Begin GIVEN DATA

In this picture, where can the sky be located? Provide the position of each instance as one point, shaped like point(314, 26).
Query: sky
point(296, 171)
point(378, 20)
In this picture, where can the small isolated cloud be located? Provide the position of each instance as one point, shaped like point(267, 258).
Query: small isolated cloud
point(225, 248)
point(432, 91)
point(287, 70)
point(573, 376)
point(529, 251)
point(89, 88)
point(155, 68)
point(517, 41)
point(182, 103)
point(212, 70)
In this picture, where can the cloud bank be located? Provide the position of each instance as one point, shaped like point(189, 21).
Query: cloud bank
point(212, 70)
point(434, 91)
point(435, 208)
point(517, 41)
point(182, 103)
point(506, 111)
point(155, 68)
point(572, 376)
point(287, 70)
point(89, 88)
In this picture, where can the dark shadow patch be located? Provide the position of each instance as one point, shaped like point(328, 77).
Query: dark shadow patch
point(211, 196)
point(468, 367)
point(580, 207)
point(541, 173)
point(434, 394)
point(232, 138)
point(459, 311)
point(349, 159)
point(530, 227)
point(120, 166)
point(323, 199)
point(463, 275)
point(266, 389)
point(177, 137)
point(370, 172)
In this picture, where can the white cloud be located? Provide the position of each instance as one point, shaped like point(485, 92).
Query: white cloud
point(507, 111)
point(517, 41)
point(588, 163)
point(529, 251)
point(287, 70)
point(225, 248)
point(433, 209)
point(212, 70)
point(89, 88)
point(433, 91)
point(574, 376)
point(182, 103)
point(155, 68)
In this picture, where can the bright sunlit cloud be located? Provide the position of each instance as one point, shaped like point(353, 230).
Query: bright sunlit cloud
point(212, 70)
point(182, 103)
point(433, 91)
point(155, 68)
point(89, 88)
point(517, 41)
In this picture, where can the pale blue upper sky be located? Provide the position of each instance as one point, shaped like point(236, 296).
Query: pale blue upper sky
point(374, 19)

End GIVEN DATA
Begin GIVEN DATA

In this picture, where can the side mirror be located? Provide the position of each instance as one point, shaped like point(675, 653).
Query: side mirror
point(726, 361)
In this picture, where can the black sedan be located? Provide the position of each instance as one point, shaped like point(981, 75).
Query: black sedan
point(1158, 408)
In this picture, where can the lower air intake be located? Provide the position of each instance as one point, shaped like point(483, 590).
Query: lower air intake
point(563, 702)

End GIVEN DATA
Begin GIVEN DATA

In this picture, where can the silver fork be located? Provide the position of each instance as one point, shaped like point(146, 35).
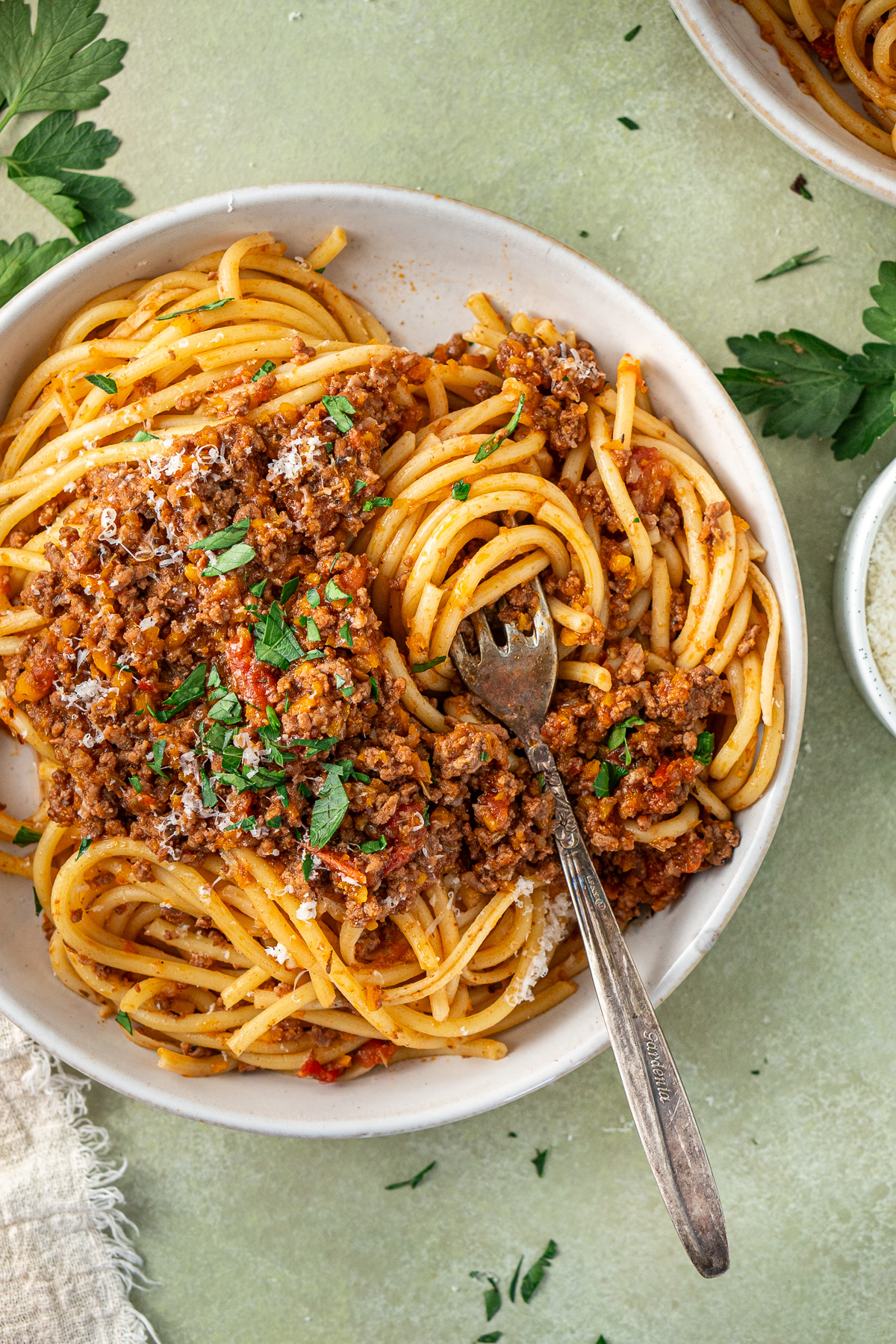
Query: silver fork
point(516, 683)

End GIVEN DATA

**SHORT EXERCISE:**
Rewrite the records from the line with "In this picture, where can the small" to the line with "point(374, 19)", changing "cloud bank" to "cloud layer" and leaving everything else as it is. Give only those lines.

**COMPLETE RESPONSE:**
In this picture, where can the small isolated cloud be located? Provide the position of each instance as one point, shaped like point(267, 258).
Query: small isolated cloud
point(225, 248)
point(432, 91)
point(287, 70)
point(573, 376)
point(529, 251)
point(89, 88)
point(155, 68)
point(517, 41)
point(182, 103)
point(212, 70)
In this picture, where can the cloud layer be located? Provide the position of each instance as one point, shaped like point(189, 21).
Query: cloud layer
point(212, 70)
point(434, 91)
point(435, 208)
point(517, 41)
point(182, 103)
point(506, 111)
point(155, 68)
point(572, 376)
point(287, 70)
point(89, 88)
In this picture, where can the dark shadow patch be located? Provide the position of each instance as one point, shaped like point(328, 77).
Query: dark shadow patch
point(211, 196)
point(468, 367)
point(580, 207)
point(541, 173)
point(434, 394)
point(232, 138)
point(459, 311)
point(349, 159)
point(530, 227)
point(120, 166)
point(323, 199)
point(463, 275)
point(266, 389)
point(177, 137)
point(370, 172)
In this picture, where can the white cloud be located? Provide the position of each instance as one point, shaped like point(485, 92).
Query: white cloud
point(507, 111)
point(517, 41)
point(588, 163)
point(529, 251)
point(287, 70)
point(225, 248)
point(433, 209)
point(212, 70)
point(89, 88)
point(433, 91)
point(574, 376)
point(182, 103)
point(155, 68)
In this picture, where can the bright sunlit cloud be located? Provide the position of each instance as one point, shaped like point(353, 230).
Query: bright sunlit cloud
point(212, 70)
point(182, 103)
point(433, 91)
point(155, 68)
point(89, 88)
point(517, 41)
In this picture, where can the pale blue upper sky be located? Provide the position of each instance as one point, shaped like point(236, 296).
Query: pale blue upper sky
point(374, 19)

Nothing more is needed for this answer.